# [任务目标 1]
请把下面讲kettle里调用java代码出错的摘录中，从“if (r == null)”一直到“here. (See Sample)”的这一段原样输出。

# [原文摘录]
在kettle里调用java代码出错

在kettle里调用java代码出错

public boolean processRow(StepMetaInterface smi, StepDataInterface sdi) throws KettleException {
  if (first) {
    first = false;

    /* TODO: Your code here. (Using info fields)

    FieldHelper infoField = get(Fields.Info, "info_field_name");

    RowSet infoStream = findInfoRowSet("info_stream_tag");

    Object[] infoRow = null;

    int infoRowCount = 0;

    // Read all rows from info step before calling getRow() method, which returns first row from any
    // input rowset. As rowMeta for info and input steps varies getRow() can lead to errors.
    while((infoRow = getRowFrom(infoStream)) != null){

      // do something with info data
      infoRowCount++;
    }
    */
  }

  Object[] r = getRow();

  if (r == null) {
    setOutputDone();
    return false;
  }

  // It is always safest to call createOutputRow() to ensure that your output row's Object[] is large
  // enough to handle any new fields you are creating in this step.
  r = createOutputRow(r, data.outputRowMeta.size());

  /* TODO: Your code here. (See Sample)

  // Get the value from an input field
  String foobar = get(Fields.In, "a_fieldname").getString(r);

  foobar += "bar";
    
  // Set a value in a new output field
  get(Fields.Out, "output_fieldname").setValue(r, foobar);

  */
  // Send the row on to the next step.

# [给定记录]
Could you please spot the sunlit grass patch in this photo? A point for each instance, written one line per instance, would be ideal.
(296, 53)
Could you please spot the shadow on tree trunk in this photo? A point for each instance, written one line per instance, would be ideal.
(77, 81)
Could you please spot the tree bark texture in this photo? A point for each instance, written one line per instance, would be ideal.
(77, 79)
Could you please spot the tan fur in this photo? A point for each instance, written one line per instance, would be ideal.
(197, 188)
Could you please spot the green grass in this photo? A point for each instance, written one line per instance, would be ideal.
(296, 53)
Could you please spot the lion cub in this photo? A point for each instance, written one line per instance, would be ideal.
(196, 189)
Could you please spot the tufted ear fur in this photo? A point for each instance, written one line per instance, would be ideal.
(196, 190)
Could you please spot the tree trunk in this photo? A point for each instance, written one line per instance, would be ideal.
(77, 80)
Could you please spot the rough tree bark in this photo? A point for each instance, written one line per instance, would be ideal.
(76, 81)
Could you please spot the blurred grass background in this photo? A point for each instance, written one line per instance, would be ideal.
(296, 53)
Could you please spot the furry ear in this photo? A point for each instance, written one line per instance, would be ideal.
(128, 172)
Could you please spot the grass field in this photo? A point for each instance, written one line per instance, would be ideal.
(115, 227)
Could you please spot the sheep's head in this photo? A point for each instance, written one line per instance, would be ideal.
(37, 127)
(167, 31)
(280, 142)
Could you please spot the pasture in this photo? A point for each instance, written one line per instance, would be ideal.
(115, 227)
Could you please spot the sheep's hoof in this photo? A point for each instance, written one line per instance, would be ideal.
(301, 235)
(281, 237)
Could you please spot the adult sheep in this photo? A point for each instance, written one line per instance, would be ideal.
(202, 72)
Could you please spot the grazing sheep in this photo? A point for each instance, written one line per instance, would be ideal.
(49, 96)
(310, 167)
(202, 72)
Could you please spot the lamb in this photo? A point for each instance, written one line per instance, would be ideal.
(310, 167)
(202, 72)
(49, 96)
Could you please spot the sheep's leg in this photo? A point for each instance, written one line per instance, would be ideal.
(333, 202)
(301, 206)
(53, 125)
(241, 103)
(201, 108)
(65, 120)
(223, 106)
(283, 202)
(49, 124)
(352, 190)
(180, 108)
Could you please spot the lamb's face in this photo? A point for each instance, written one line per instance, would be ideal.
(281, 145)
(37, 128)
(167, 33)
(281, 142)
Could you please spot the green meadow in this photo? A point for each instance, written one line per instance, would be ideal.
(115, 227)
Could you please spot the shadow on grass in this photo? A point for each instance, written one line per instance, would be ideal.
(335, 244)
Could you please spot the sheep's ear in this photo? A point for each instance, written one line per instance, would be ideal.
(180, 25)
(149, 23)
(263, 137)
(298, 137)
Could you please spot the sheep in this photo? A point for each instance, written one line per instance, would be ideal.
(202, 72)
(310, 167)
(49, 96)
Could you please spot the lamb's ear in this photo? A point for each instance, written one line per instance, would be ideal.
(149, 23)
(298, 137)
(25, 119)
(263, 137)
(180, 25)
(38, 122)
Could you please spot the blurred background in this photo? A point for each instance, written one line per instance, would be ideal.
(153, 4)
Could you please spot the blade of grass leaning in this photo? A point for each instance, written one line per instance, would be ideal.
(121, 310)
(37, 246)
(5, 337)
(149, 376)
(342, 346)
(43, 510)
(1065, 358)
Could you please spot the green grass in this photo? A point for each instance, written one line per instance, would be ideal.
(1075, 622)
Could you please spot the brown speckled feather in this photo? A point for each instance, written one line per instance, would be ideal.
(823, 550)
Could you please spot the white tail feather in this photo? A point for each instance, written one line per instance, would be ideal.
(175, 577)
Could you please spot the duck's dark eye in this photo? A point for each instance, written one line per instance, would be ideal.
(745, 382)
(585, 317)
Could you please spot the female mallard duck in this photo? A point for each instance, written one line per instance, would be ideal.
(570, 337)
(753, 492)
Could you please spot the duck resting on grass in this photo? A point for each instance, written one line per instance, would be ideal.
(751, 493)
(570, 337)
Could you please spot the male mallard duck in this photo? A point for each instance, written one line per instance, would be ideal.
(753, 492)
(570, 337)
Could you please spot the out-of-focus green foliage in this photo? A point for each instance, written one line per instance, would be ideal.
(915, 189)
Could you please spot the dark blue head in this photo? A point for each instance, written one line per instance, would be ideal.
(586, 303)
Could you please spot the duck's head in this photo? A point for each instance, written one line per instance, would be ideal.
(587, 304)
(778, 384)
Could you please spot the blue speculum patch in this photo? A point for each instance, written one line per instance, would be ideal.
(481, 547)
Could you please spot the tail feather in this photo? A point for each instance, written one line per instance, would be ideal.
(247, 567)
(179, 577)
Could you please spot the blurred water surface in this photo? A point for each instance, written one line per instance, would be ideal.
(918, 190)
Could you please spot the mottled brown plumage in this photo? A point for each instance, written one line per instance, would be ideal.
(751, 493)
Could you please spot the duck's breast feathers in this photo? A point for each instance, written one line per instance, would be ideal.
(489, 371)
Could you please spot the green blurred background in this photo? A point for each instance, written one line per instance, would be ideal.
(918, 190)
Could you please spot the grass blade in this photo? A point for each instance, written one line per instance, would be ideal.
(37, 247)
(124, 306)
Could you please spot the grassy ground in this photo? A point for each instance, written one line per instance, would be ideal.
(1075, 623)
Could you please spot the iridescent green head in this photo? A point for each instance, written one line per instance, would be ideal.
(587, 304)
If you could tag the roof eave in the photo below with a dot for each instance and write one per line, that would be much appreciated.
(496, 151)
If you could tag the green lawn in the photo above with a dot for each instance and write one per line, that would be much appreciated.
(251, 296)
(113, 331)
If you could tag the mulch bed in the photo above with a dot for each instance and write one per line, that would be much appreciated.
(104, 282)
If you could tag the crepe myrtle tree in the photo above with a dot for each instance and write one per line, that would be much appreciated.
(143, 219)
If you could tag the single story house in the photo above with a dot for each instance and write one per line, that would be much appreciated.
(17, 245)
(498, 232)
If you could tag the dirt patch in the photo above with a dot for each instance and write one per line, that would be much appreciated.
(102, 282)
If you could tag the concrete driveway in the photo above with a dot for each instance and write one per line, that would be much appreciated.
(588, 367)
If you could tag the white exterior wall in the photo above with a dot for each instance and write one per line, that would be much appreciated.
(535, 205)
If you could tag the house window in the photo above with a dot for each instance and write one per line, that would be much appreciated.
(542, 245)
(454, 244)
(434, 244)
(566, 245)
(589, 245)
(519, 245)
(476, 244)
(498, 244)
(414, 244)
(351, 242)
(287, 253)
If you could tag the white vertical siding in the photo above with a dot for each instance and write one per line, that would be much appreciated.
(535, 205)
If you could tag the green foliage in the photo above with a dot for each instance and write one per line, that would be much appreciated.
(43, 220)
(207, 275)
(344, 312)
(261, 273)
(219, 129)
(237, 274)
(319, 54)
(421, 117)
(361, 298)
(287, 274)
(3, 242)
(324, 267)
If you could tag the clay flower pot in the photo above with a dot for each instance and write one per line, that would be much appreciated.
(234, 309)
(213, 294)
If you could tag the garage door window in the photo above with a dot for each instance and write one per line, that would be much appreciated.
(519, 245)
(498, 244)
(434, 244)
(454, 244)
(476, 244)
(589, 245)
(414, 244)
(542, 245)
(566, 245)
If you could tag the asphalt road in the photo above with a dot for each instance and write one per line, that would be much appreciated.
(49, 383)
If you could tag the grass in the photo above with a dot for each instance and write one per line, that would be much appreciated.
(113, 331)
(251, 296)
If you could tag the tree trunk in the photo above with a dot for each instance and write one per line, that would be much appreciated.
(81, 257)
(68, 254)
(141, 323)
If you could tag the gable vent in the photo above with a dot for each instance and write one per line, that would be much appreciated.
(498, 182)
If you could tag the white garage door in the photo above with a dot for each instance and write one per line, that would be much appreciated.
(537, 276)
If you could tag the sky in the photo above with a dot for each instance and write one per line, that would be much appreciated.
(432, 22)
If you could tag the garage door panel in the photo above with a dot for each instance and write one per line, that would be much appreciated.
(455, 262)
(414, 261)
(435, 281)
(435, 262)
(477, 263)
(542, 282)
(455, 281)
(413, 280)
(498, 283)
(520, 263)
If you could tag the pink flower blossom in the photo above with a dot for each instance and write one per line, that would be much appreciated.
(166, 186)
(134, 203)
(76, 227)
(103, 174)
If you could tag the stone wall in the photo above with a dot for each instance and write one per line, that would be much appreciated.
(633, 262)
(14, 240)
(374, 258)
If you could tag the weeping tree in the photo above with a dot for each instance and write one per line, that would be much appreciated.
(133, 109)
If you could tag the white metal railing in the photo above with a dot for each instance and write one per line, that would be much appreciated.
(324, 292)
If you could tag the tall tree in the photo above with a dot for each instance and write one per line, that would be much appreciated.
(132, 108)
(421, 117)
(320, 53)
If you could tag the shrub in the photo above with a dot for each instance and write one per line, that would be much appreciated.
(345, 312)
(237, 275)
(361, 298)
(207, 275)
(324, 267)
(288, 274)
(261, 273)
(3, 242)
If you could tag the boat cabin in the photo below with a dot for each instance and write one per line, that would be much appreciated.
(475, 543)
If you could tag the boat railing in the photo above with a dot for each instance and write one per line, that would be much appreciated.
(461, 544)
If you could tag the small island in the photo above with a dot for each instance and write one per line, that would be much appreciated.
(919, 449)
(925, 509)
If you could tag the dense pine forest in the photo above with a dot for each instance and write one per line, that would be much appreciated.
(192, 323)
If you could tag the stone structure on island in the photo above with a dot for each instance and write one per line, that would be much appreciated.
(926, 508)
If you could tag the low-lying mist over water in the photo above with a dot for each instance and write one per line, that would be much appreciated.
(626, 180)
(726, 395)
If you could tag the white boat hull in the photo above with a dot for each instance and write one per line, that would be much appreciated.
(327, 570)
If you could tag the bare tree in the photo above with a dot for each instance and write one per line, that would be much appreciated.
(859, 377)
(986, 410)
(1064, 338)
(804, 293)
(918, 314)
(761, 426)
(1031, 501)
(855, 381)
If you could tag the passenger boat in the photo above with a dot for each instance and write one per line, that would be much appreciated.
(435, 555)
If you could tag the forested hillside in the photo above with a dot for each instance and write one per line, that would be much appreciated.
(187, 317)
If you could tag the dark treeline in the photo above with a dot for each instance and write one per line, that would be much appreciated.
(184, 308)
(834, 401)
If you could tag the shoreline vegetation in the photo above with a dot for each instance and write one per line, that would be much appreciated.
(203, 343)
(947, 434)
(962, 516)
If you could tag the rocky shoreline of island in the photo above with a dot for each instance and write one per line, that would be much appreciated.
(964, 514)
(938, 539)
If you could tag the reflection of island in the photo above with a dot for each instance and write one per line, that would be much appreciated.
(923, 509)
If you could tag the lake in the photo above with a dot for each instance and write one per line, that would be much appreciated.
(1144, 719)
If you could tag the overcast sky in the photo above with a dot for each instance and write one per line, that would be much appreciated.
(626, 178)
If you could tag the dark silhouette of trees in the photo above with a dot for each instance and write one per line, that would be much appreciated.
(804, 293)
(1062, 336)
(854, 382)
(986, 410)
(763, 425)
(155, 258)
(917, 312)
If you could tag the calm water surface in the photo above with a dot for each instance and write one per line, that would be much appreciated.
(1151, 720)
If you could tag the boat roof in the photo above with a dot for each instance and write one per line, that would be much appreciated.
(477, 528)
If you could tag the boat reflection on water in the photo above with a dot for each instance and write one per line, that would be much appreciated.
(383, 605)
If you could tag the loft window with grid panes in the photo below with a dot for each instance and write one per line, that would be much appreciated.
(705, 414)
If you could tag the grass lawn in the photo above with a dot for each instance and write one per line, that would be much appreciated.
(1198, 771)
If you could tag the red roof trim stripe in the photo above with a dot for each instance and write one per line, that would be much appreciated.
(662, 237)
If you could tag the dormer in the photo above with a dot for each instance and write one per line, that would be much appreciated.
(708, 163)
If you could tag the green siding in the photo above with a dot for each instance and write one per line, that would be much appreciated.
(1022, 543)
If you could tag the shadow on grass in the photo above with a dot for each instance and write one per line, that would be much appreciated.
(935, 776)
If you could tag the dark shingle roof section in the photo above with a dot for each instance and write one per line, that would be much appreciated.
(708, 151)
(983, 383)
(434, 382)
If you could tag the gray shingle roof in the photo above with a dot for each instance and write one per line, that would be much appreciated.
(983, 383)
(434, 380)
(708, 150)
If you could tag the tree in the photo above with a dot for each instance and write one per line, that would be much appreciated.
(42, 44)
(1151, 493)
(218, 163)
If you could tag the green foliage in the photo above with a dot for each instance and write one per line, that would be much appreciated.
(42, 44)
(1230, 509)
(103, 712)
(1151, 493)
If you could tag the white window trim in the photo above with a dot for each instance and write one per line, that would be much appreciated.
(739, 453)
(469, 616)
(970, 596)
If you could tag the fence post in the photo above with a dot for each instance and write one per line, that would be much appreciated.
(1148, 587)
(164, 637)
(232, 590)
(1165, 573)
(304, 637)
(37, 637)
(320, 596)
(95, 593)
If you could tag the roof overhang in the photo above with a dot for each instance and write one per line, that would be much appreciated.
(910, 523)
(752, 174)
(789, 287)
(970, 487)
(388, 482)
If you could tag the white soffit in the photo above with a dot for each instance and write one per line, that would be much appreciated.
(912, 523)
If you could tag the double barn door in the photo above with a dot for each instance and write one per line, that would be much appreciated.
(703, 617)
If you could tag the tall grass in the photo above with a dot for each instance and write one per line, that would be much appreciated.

# [任务目标 2]
统计上面的记录里有几行含有“mallard”这个词，只写出数字。

# [完整输出 1]
if (r == null) {
    setOutputDone();
    return false;
  }

  // It is always safest to call createOutputRow() to ensure that your output row's Object[] is large
  // enough to handle any new fields you are creating in this step.
  r = createOutputRow(r, data.outputRowMeta.size());

  /* TODO: Your code here. (See Sample)

# [完整输出 2]
2